### To do
Do these statements agree with the ActiveGate sizing text? (a) Scenario M covers 1000–5000 pods. (b) The guide covers environments with more than 20,000 pods. (c) For clusters beyond 500 nodes, the text advises consulting Dynatrace Support. For each, answer yes or no and quote the deciding words of the text.

### Given passage
....

Scenarios are established based on the number of pods that are monitored by a single ActiveGate. The necessary resources can be taken from the following tables.

  • Scenario S: <1000 pods

  • Scenario M: 1000–5000 pods

  • Scenario L: 5000–20000 pods

    This guide does not cover environments with more than 20,000 pods. Due to the many variables involved, providing precise recommendations for such large-scale setups isn’t feasible. As a starting point, you can use the guidance for the L scenario and gradually increase resources until stable gap-free monitoring is established. For tailored advice, we recommend reaching out to Dynatrace Support to ensure the best configuration for your environment.

Secondary factors

Node count

As the number of nodes in your Kubernetes cluster increases, the ActiveGate needs more CPU and memory resources to handle the extra monitoring workload. This includes processing data from node-level system components and events, which adds up proportionally. We group node counts into these categories for sizing guidance:

  • Up to 25 nodes
  • Up to 100 nodes
  • Up to 500 nodes

If your cluster has more than 100 nodes, you'll need to adjust the resource allocations upward to account for the additional demands, ensuring stable and gap-free monitoring. For clusters beyond 500 nodes, consult Dynatrace Support for tailored recommendations.

....

(Referring expression data)

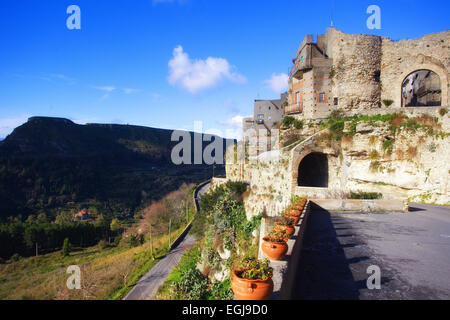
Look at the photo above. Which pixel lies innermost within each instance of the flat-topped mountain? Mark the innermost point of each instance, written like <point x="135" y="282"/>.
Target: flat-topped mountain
<point x="49" y="162"/>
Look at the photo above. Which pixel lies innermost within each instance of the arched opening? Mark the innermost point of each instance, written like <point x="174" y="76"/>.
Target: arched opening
<point x="313" y="171"/>
<point x="421" y="88"/>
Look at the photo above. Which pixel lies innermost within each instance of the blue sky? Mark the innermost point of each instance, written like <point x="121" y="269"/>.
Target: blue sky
<point x="168" y="63"/>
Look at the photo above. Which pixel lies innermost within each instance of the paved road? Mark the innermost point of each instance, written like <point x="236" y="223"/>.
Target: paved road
<point x="147" y="287"/>
<point x="412" y="250"/>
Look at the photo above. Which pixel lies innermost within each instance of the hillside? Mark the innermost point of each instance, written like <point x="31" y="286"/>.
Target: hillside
<point x="54" y="166"/>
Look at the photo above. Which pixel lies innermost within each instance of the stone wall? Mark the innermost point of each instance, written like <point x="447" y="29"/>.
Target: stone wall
<point x="401" y="58"/>
<point x="356" y="68"/>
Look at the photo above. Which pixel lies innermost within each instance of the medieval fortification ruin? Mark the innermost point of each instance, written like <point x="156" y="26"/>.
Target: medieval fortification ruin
<point x="363" y="113"/>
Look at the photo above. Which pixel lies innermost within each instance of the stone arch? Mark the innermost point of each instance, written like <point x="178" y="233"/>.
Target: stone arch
<point x="313" y="171"/>
<point x="440" y="71"/>
<point x="422" y="88"/>
<point x="304" y="154"/>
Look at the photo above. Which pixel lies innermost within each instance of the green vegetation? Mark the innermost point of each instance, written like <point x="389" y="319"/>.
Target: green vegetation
<point x="253" y="269"/>
<point x="58" y="168"/>
<point x="110" y="268"/>
<point x="66" y="248"/>
<point x="336" y="123"/>
<point x="388" y="103"/>
<point x="365" y="195"/>
<point x="220" y="225"/>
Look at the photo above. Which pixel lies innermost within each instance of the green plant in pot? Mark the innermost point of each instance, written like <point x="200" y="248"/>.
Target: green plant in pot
<point x="286" y="224"/>
<point x="252" y="280"/>
<point x="274" y="245"/>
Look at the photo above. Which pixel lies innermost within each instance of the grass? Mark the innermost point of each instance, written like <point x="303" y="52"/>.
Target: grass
<point x="106" y="273"/>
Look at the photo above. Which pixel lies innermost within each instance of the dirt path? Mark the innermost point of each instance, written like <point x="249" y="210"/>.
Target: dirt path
<point x="147" y="287"/>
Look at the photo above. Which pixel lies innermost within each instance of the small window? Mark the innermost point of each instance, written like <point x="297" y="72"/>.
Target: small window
<point x="322" y="97"/>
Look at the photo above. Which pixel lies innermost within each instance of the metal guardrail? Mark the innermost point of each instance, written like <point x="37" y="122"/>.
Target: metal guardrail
<point x="197" y="209"/>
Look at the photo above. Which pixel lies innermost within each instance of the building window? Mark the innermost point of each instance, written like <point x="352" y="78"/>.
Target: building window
<point x="260" y="119"/>
<point x="322" y="97"/>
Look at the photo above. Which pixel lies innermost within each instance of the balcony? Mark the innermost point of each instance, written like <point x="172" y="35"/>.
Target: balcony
<point x="294" y="108"/>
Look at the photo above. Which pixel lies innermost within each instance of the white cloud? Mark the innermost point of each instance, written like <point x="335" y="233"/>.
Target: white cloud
<point x="106" y="89"/>
<point x="278" y="82"/>
<point x="198" y="75"/>
<point x="7" y="125"/>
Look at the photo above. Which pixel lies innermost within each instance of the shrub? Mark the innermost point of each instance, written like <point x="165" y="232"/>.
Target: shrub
<point x="103" y="244"/>
<point x="298" y="124"/>
<point x="221" y="291"/>
<point x="365" y="195"/>
<point x="15" y="257"/>
<point x="192" y="285"/>
<point x="443" y="111"/>
<point x="412" y="152"/>
<point x="254" y="269"/>
<point x="136" y="240"/>
<point x="117" y="240"/>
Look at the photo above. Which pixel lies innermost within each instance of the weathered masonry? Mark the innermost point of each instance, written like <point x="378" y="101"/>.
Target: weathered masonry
<point x="357" y="73"/>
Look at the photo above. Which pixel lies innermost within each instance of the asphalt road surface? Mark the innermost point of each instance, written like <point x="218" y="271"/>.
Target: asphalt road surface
<point x="147" y="287"/>
<point x="411" y="249"/>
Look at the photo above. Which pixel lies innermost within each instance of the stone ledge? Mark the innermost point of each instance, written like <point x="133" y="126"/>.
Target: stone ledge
<point x="372" y="206"/>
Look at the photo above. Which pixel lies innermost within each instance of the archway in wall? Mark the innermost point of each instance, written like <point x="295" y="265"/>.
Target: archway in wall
<point x="421" y="88"/>
<point x="313" y="171"/>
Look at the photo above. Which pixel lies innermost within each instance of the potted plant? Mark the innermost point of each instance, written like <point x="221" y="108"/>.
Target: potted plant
<point x="252" y="280"/>
<point x="286" y="224"/>
<point x="295" y="219"/>
<point x="274" y="245"/>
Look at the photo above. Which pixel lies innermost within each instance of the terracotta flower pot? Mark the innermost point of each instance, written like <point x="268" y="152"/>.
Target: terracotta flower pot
<point x="274" y="250"/>
<point x="244" y="289"/>
<point x="290" y="230"/>
<point x="295" y="213"/>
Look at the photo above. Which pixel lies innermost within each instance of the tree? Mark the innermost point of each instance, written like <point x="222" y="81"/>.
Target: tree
<point x="115" y="225"/>
<point x="66" y="248"/>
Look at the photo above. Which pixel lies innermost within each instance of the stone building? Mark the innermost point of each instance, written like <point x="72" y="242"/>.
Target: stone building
<point x="267" y="115"/>
<point x="404" y="155"/>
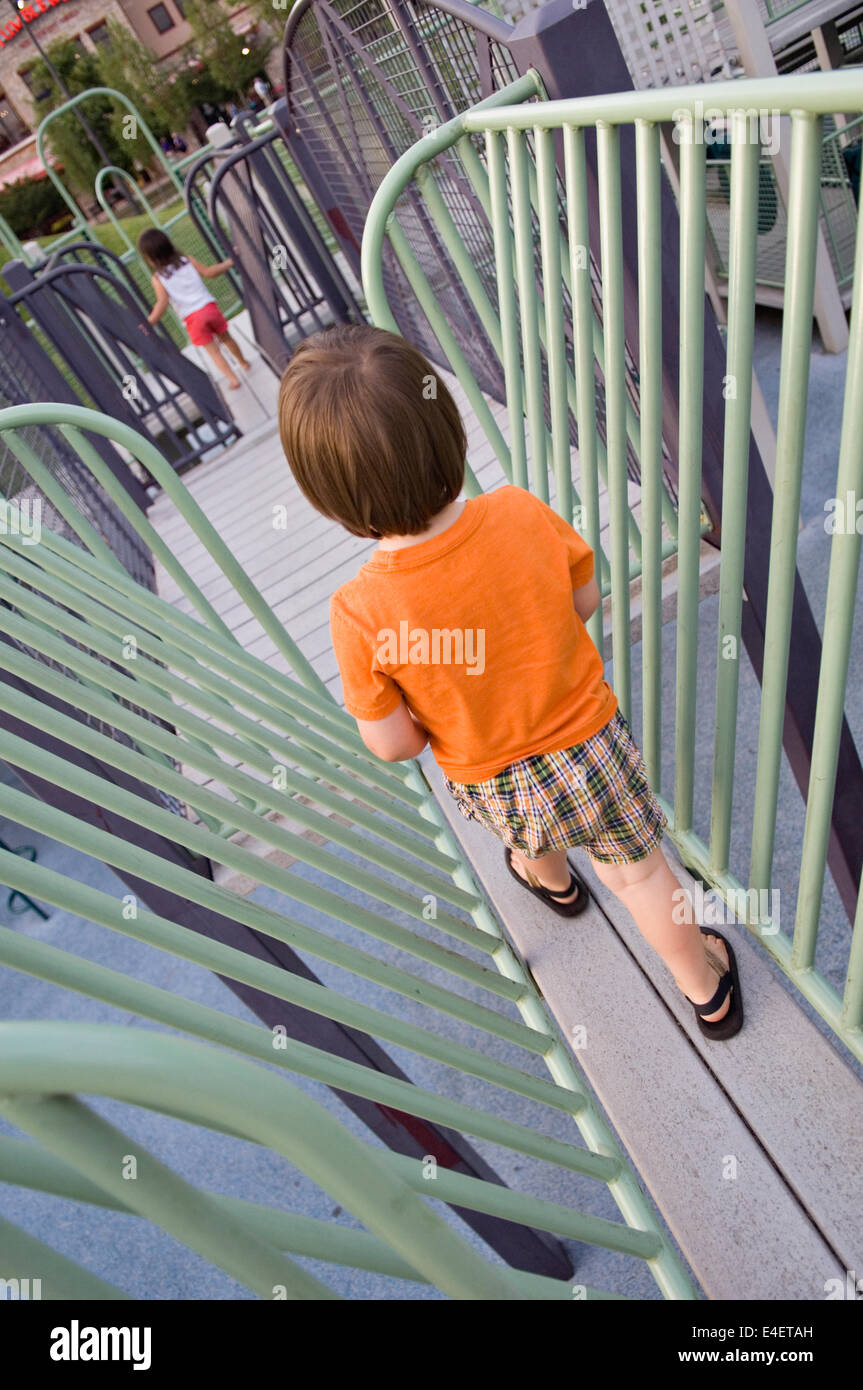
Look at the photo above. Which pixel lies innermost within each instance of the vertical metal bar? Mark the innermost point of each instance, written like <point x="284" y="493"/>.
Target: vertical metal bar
<point x="835" y="647"/>
<point x="555" y="346"/>
<point x="506" y="302"/>
<point x="692" y="220"/>
<point x="523" y="228"/>
<point x="610" y="234"/>
<point x="794" y="385"/>
<point x="584" y="321"/>
<point x="745" y="156"/>
<point x="852" y="997"/>
<point x="648" y="170"/>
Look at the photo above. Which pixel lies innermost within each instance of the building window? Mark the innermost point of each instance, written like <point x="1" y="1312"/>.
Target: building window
<point x="161" y="18"/>
<point x="27" y="77"/>
<point x="11" y="125"/>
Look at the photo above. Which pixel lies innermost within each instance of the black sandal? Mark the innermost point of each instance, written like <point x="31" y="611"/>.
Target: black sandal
<point x="552" y="900"/>
<point x="730" y="983"/>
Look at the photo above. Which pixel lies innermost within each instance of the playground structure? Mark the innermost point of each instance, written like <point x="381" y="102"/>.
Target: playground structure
<point x="148" y="736"/>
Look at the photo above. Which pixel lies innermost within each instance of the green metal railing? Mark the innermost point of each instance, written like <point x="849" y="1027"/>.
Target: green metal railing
<point x="178" y="225"/>
<point x="838" y="211"/>
<point x="242" y="742"/>
<point x="516" y="185"/>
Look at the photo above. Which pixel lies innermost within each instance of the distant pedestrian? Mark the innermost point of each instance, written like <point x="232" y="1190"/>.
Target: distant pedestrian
<point x="177" y="281"/>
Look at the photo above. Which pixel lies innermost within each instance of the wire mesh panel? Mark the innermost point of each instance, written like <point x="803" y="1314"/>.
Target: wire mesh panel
<point x="363" y="82"/>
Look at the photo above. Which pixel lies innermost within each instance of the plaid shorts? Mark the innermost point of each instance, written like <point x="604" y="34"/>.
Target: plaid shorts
<point x="594" y="795"/>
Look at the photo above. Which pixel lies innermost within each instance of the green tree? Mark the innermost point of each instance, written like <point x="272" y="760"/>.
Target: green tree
<point x="68" y="142"/>
<point x="228" y="70"/>
<point x="159" y="92"/>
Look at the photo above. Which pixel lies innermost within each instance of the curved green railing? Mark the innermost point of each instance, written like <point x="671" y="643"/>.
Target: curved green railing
<point x="364" y="866"/>
<point x="537" y="248"/>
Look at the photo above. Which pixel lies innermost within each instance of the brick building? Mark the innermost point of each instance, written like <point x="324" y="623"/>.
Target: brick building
<point x="159" y="25"/>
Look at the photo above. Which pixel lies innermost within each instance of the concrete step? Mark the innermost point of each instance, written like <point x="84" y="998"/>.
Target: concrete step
<point x="751" y="1147"/>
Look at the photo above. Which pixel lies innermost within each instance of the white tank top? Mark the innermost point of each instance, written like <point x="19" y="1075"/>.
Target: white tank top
<point x="185" y="288"/>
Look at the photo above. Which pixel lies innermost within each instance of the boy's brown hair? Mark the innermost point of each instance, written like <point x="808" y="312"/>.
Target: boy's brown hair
<point x="373" y="437"/>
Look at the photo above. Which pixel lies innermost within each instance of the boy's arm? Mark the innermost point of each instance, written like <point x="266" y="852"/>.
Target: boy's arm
<point x="161" y="300"/>
<point x="209" y="271"/>
<point x="396" y="737"/>
<point x="587" y="599"/>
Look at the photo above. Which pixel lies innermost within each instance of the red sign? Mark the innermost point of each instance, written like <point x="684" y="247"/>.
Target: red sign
<point x="29" y="13"/>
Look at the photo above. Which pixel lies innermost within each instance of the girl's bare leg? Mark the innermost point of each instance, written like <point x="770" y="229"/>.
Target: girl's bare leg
<point x="652" y="895"/>
<point x="221" y="362"/>
<point x="234" y="348"/>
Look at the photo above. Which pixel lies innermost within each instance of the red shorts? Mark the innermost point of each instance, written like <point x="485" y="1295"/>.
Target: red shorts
<point x="204" y="323"/>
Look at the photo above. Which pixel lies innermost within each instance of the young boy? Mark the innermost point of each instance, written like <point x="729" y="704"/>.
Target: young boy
<point x="466" y="630"/>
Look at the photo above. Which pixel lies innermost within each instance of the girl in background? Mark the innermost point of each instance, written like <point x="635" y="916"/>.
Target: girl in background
<point x="179" y="281"/>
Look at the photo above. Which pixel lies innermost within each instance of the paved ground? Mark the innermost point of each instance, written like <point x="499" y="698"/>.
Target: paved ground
<point x="146" y="1262"/>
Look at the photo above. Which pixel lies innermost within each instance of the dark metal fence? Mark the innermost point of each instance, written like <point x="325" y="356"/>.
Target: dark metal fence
<point x="86" y="305"/>
<point x="363" y="82"/>
<point x="286" y="277"/>
<point x="27" y="371"/>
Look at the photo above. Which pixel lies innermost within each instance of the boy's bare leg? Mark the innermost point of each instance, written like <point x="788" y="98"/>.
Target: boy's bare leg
<point x="221" y="362"/>
<point x="548" y="870"/>
<point x="234" y="348"/>
<point x="651" y="894"/>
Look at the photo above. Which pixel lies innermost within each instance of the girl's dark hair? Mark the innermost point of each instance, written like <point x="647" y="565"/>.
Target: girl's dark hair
<point x="159" y="250"/>
<point x="373" y="437"/>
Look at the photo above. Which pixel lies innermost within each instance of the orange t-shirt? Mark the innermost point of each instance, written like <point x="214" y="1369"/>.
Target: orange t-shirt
<point x="477" y="630"/>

....

### Result for this task
(a) Yes: "Scenario M: 1000–5000 pods"
(b) No: "This guide does not cover environments with more than 20,000 pods."
(c) Yes: "For clusters beyond 500 nodes, consult Dynatrace Support for tailored recommendations."